## START Exercise input

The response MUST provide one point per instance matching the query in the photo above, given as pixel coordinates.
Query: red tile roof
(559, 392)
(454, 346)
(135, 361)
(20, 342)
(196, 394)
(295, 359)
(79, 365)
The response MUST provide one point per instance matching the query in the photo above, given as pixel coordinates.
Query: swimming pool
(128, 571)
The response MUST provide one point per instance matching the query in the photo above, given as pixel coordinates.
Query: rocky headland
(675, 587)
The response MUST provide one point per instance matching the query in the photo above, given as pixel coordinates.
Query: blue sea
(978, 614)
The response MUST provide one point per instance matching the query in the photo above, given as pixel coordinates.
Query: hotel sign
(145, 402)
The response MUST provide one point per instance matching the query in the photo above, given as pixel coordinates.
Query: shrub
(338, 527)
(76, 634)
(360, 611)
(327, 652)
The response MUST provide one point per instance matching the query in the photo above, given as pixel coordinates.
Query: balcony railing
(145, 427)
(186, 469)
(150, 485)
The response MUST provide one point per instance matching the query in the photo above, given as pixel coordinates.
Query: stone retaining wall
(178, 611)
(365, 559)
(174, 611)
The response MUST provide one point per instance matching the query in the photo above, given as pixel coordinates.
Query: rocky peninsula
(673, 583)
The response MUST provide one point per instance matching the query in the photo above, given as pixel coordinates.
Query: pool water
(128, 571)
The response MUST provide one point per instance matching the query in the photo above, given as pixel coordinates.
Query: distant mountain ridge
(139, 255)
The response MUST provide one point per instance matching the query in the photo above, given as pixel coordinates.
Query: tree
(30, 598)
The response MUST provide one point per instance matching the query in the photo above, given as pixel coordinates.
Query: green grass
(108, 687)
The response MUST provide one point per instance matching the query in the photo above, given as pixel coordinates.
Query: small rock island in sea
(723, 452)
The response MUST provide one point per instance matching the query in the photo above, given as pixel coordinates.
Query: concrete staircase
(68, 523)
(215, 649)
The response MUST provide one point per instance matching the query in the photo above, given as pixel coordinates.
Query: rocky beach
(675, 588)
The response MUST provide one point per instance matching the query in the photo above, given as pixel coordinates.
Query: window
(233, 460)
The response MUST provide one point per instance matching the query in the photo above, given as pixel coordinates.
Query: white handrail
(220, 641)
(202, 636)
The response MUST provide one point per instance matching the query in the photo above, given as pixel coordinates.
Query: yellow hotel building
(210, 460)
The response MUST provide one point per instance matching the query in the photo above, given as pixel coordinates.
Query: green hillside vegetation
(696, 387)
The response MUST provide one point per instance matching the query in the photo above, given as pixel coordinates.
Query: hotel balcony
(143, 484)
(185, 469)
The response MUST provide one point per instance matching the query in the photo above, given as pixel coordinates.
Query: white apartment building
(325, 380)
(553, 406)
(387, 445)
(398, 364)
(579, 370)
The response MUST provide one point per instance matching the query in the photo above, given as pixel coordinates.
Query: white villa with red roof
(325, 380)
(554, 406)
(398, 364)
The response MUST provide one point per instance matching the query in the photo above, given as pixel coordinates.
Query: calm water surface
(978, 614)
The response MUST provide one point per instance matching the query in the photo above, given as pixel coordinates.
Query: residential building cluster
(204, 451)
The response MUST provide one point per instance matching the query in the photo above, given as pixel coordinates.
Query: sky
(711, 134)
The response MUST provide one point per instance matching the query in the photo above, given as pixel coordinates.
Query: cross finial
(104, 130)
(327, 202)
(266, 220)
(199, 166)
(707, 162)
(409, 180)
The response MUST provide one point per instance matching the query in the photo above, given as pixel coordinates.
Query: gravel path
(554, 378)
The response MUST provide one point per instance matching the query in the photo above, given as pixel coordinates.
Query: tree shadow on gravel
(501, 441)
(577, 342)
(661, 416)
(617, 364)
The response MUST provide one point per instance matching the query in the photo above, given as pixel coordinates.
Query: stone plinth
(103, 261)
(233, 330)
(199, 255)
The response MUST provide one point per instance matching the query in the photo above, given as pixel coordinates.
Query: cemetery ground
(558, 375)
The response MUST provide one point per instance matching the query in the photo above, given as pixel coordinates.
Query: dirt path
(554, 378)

## END Exercise input

» **The exercise**
The records above need to be transcribed in full. Keep every character unchanged.

» **Answer below**
The response MUST provide one point per instance matching the query in the photo above, given as pixel coordinates.
Query: red tile roof
(559, 392)
(454, 346)
(135, 361)
(20, 342)
(196, 394)
(295, 359)
(79, 365)
The response MUST provide one point per instance matching the query in the photo above, given as pixel coordinates.
Query: swimming pool
(128, 571)
The response MUST provide one point per instance matching the query in the photo above, given as pixel coordinates.
Query: rocky headland
(675, 587)
The response MUST provide one point per instance matching the query in the photo above, given as pixel coordinates.
Query: blue sea
(978, 614)
The response MUST provide one point per instance matching the query in the photo above, given as pixel coordinates.
Query: hotel sign
(145, 402)
The response MUST provide one point per instance matching the query in the photo above, given as pixel coordinates.
Query: shrub
(338, 527)
(76, 634)
(360, 611)
(327, 652)
The response MUST provide one point per instance matching the query in the photo above, given as pixel coordinates.
Query: balcony railing
(145, 427)
(186, 469)
(150, 485)
The response MUST provide one point per instance matching the query in the photo above, given as pixel coordinates.
Query: stone retaining wall
(178, 611)
(365, 559)
(174, 611)
The response MUST provide one point per instance matching the query in the photo above, given as pixel coordinates.
Query: rocky peninsula
(673, 583)
The response MUST provide one point per instance matching the query in the photo above, given as pixel coordinates.
Query: pool water
(128, 571)
The response MUST provide one point per instance matching the query in the photo above, given as pixel coordinates.
Query: distant mountain ridge
(139, 255)
The response MUST provide one point per instance matching the query in the photo above, given as pixel coordinates.
Query: tree
(30, 598)
The response MUST provide one point per instance matching the query in the photo above, given as pixel coordinates.
Query: green grass
(108, 687)
The response MUST provide one point per instance matching the query in the photo above, given as pixel coordinates.
Query: small rock island in sea
(723, 452)
The response MUST provide one point per instance matching the query in the photo above, given as pixel coordinates.
Query: concrete staircase
(68, 523)
(215, 649)
The response MUST provide one point per instance matching the query in the photo above, given as pixel coordinates.
Query: rocky beach
(675, 588)
The response MUST provide one point per instance matching the query in the photo above, given as pixel coordinates.
Query: window
(233, 460)
The response MUST provide one point per instance matching the query in the photo above, given as pixel coordinates.
Query: white handrail
(220, 641)
(202, 636)
The response MUST provide one point per instance matching the query in the photo above, given as pixel coordinates.
Query: yellow hotel building
(210, 460)
The response MUST provide one point per instance matching the query in the photo above, given as pixel coordinates.
Query: green hillside vegetation
(696, 387)
The response MUST provide one point per instance matching the query in the photo above, given as pixel coordinates.
Query: hotel balcony
(143, 484)
(185, 469)
The response MUST provide one point per instance matching the query in the photo above, given as pixel coordinates.
Query: white apartment building
(325, 380)
(553, 406)
(387, 445)
(398, 364)
(579, 370)
The response MUST provide one point per instance matching the query in the photo above, given as pixel coordinates.
Query: white villa with red roof
(325, 380)
(554, 406)
(398, 364)
The response MUST provide one point per instance matching the query in the photo above, given as pixel coordinates.
Query: calm water surface
(978, 614)
The response MUST provide one point per instance matching the query in the photo above, given as pixel coordinates.
Query: residential building cluster
(204, 451)
The response MUST provide one point per instance matching the query in the photo above, given as pixel coordinates.
Query: sky
(711, 134)
The response MUST provide one point per instance matching the query in the photo above, given as pixel coordinates.
Query: cross finial
(104, 130)
(327, 202)
(266, 220)
(199, 166)
(707, 162)
(409, 180)
The response MUST provide one point per instance matching the query in the photo above, given as pixel coordinates.
Query: gravel path
(554, 378)
The response MUST provide one point per instance matching the query in the photo above, given as pixel coordinates.
Query: tree shadow on gravel
(501, 441)
(577, 342)
(661, 416)
(617, 364)
The response MUST provide one point per instance matching the query in the photo above, given as pixel coordinates.
Query: stone plinth
(103, 261)
(233, 330)
(199, 255)
The response MUST provide one point per instance matching the query in the photo above, given as pixel coordinates.
Query: cemetery ground
(558, 375)
The response MUST provide one point per instance matching the query in the photo above, given as pixel coordinates.
Query: dirt path
(554, 378)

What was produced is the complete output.